The Deployment object is a higher-level abstraction that manages ReplicaSets to provide Declarative Updates.

3.1 Internals: How Updates Work

When you update a Deployment (e.g., change image tag), it does not patch existing Pods.

  1. Deployment creates a New ReplicaSet.
  2. It ramps up the New RS (e.g., 0 -> 1 -> 2 replicas).
  3. It ramps down the Old RS (e.g., 10 -> 9 -> 8 replicas).
  4. This cross-scaling is controlled by the Strategy.

3.2 Deployment Strategies

A. Recreate

  • Behavior: replicas: 0 (Old) -> replicas: N (New).
  • Result: Downtime.
  • Use Case: Database schema changes where Version A and Version B cannot write to the DB simultaneously.

Calculates the pace of the rollout to ensure availability.

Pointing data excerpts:
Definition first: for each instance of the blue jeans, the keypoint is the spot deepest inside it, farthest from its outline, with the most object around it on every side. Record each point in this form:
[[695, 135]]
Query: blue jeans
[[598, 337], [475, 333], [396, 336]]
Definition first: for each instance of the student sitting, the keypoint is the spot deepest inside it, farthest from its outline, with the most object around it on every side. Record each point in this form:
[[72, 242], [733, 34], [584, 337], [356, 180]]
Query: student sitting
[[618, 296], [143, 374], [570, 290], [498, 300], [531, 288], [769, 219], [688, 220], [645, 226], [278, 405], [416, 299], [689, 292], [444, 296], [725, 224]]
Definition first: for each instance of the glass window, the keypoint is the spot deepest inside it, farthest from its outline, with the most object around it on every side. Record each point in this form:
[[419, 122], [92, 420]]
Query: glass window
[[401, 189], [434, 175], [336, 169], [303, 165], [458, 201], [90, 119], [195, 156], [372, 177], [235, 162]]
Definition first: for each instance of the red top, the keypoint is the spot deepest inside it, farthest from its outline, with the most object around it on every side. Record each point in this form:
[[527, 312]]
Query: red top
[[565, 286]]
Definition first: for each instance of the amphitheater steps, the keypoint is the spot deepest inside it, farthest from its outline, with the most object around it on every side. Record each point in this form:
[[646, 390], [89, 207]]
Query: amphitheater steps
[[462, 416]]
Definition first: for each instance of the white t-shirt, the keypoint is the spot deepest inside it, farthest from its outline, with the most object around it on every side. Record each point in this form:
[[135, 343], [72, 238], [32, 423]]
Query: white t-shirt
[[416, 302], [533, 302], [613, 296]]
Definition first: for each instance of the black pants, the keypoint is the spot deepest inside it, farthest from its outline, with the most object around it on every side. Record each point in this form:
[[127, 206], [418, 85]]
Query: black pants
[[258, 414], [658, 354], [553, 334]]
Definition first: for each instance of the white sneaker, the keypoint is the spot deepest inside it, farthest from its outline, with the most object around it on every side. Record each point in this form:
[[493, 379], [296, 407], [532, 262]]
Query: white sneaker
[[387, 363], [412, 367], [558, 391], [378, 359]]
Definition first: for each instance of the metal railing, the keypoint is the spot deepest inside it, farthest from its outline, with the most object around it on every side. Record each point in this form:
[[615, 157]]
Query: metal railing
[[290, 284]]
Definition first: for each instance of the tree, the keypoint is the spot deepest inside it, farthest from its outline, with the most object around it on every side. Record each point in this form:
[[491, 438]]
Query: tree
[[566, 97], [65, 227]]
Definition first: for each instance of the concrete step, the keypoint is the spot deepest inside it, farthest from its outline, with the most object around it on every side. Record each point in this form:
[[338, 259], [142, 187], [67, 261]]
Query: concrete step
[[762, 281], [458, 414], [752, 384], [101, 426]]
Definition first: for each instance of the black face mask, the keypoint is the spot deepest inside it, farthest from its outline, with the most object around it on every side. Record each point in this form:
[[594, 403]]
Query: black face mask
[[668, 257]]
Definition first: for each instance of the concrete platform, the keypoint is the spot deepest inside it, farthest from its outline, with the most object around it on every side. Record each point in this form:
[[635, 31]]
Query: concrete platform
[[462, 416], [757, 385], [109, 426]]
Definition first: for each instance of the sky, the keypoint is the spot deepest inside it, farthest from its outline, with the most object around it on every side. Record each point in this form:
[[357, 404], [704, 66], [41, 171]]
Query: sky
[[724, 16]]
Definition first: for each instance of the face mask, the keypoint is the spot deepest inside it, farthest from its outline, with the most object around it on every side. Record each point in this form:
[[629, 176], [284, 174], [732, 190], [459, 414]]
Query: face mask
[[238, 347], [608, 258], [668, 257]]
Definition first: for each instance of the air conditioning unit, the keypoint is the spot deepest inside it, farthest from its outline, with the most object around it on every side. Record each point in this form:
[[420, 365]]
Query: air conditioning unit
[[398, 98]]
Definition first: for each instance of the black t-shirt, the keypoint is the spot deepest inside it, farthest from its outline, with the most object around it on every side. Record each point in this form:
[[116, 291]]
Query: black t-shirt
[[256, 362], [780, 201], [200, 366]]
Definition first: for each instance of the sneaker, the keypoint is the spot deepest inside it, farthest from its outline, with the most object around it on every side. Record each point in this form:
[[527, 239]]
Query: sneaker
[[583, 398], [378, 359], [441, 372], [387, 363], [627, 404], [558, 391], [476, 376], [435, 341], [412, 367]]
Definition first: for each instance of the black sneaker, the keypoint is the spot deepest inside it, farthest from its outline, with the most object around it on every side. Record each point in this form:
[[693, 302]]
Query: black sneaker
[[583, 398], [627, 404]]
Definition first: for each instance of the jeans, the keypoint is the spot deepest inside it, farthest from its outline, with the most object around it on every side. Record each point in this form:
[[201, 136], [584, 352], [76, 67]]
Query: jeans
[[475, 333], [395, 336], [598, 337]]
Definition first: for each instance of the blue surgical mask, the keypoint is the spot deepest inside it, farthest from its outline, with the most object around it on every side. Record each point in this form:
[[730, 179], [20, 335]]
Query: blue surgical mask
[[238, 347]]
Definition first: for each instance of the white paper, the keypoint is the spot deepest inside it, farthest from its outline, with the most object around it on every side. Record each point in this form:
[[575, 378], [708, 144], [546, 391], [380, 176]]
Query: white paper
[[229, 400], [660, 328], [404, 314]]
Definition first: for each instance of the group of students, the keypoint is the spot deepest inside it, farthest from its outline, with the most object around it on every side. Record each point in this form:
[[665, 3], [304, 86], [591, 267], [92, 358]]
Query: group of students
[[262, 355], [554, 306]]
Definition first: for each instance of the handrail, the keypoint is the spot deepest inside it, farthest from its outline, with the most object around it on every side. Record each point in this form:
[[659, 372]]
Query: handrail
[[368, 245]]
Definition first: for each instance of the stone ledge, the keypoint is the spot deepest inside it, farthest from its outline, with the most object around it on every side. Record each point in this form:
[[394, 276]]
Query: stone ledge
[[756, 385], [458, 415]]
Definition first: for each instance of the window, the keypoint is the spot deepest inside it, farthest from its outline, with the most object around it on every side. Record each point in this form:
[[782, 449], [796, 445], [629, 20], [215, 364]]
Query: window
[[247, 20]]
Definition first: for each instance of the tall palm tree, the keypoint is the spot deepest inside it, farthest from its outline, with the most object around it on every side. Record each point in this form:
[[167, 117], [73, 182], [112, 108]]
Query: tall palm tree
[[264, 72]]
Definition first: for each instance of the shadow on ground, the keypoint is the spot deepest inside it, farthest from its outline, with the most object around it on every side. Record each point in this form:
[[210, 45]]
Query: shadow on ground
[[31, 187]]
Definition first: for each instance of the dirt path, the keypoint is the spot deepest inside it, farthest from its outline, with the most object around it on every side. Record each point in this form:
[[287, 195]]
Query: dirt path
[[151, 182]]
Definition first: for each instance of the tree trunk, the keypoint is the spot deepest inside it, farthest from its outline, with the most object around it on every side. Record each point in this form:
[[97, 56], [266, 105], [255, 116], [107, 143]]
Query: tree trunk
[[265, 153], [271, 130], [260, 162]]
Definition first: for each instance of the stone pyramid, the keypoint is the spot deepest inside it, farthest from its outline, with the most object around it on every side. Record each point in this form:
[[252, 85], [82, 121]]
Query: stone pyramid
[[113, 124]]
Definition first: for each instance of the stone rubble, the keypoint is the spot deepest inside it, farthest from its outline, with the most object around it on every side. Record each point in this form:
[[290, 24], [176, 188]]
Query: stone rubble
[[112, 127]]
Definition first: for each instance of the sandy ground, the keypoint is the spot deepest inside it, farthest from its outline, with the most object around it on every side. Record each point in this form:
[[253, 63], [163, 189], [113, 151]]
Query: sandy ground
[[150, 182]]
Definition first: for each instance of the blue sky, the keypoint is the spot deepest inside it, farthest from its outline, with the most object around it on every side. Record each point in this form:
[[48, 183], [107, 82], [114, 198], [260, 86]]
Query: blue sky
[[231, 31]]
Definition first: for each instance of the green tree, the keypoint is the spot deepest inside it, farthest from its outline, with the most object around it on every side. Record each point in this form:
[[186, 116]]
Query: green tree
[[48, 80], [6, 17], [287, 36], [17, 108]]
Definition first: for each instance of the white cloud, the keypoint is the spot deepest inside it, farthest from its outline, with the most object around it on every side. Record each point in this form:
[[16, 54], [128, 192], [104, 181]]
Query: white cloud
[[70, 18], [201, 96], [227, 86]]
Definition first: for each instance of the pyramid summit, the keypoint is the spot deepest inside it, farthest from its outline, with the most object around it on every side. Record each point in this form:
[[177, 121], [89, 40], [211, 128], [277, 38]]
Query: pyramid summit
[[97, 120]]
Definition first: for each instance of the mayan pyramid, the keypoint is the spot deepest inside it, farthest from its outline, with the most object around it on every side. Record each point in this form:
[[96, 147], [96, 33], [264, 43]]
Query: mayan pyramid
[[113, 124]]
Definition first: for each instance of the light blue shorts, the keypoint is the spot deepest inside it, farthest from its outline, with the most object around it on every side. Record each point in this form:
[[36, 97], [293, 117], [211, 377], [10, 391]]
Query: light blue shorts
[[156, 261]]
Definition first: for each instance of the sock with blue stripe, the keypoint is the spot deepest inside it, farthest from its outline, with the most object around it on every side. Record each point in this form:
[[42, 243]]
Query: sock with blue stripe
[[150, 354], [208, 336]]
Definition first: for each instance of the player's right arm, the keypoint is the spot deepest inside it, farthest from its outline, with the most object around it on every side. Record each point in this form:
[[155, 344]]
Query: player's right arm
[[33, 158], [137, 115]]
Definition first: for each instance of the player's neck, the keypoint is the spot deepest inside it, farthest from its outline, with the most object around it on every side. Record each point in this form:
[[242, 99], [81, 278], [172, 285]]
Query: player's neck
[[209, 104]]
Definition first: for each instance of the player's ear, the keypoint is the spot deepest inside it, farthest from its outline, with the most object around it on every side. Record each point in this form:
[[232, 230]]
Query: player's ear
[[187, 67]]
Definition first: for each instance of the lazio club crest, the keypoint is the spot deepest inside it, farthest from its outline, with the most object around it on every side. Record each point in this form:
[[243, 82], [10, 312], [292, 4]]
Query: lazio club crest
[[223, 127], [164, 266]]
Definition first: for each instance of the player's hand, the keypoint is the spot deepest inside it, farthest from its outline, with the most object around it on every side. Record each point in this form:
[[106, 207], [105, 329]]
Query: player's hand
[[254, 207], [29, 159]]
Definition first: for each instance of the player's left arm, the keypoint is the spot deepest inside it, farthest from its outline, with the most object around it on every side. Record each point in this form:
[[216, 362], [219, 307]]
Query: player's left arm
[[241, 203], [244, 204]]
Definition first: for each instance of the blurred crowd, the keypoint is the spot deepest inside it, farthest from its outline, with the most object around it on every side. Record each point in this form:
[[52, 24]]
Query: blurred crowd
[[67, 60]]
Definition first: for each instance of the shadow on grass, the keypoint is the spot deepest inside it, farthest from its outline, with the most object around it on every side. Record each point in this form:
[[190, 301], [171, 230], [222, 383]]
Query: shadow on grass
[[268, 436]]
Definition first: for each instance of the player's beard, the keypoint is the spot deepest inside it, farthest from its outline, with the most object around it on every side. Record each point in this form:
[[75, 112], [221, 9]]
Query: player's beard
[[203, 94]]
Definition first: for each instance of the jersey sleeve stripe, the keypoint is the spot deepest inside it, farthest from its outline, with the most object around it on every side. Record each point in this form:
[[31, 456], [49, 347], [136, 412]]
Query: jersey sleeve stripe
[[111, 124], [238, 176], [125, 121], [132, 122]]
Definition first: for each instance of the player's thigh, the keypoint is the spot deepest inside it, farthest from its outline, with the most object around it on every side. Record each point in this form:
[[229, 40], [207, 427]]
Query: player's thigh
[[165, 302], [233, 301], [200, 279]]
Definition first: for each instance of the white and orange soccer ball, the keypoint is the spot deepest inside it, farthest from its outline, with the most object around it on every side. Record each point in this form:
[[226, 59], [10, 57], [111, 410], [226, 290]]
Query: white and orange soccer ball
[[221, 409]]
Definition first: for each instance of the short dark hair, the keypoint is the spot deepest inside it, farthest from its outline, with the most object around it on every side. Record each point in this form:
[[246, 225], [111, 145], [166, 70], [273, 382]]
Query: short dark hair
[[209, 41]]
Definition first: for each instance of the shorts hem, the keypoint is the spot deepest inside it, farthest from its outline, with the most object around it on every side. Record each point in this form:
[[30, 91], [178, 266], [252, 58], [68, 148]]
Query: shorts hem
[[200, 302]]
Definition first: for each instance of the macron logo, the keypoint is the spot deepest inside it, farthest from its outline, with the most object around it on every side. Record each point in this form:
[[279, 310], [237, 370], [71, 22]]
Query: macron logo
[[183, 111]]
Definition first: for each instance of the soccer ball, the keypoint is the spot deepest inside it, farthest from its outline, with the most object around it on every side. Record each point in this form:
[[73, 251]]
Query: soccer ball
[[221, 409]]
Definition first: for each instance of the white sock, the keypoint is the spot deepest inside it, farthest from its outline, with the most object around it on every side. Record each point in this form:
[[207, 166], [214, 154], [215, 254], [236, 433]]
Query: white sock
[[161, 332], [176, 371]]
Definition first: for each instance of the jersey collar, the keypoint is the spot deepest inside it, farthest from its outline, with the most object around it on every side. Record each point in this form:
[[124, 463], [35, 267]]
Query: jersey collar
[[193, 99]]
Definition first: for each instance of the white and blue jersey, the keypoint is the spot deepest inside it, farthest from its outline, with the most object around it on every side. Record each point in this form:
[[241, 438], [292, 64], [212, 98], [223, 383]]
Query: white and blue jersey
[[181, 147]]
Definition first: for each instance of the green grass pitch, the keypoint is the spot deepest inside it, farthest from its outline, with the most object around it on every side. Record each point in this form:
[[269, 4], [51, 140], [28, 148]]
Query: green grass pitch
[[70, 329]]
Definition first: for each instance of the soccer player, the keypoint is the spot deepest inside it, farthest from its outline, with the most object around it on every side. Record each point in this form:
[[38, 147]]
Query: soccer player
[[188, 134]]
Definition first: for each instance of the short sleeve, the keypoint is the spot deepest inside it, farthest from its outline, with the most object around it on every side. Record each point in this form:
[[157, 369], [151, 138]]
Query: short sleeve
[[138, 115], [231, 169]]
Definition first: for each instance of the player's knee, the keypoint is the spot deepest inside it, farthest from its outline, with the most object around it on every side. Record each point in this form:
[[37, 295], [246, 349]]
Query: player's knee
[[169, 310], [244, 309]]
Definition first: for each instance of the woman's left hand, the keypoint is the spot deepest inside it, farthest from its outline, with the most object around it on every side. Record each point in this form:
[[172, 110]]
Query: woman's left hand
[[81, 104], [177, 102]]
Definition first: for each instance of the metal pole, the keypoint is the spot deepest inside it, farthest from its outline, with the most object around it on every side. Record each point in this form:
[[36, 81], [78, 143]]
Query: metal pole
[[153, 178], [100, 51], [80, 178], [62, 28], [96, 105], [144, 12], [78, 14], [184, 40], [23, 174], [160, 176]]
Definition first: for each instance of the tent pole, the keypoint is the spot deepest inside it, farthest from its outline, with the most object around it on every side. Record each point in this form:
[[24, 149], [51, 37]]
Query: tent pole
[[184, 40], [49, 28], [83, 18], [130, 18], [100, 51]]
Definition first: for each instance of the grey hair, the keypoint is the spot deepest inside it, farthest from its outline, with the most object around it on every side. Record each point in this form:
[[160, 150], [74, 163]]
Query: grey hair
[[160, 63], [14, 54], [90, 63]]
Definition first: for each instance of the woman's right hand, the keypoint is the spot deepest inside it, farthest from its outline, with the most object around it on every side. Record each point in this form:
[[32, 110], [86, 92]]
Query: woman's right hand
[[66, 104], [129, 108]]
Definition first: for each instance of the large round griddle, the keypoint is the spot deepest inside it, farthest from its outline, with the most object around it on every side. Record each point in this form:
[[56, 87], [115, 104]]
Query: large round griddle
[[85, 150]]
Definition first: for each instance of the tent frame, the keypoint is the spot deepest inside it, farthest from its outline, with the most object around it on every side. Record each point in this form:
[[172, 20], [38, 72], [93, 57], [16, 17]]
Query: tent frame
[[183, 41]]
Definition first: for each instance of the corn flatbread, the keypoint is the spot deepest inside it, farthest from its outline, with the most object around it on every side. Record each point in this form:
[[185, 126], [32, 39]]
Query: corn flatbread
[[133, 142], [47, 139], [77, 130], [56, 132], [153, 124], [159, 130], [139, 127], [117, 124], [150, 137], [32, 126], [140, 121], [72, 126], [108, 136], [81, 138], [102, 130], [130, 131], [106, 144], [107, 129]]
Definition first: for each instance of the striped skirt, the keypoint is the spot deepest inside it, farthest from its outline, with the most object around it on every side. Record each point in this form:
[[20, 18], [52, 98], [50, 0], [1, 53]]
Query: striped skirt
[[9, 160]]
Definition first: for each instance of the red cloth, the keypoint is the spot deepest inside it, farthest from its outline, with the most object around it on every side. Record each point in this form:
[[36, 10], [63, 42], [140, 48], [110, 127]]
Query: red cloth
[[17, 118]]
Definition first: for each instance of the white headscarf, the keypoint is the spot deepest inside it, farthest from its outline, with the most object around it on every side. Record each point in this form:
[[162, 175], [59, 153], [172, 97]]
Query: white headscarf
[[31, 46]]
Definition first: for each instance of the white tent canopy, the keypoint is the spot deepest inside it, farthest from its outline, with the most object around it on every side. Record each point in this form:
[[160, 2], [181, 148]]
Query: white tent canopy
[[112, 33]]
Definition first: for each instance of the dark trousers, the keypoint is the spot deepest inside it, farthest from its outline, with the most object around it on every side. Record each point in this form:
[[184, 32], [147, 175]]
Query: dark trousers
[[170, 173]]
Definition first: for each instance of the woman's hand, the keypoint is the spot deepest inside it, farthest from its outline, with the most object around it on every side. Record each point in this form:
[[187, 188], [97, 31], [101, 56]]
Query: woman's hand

• [What this exercise asks]:
1) Using the Deployment passage, decide whether each statement agrees with it. Answer yes or no for each, and quote the words that settle it. (a) Updating a Deployment patches the existing Pods. (b) The Recreate strategy results in downtime. (c) During an update, the Deployment ramps down the old ReplicaSet.
2) According to the Deployment passage, what controls the cross-scaling between the new and old ReplicaSets?
Base your answers on the Deployment passage alone.

• [Answers to the problems]:
1)
(a) No: "it does not patch existing Pods."
(b) Yes: "Result: Downtime."
(c) Yes: "It ramps down the Old RS"

2) The Strategy.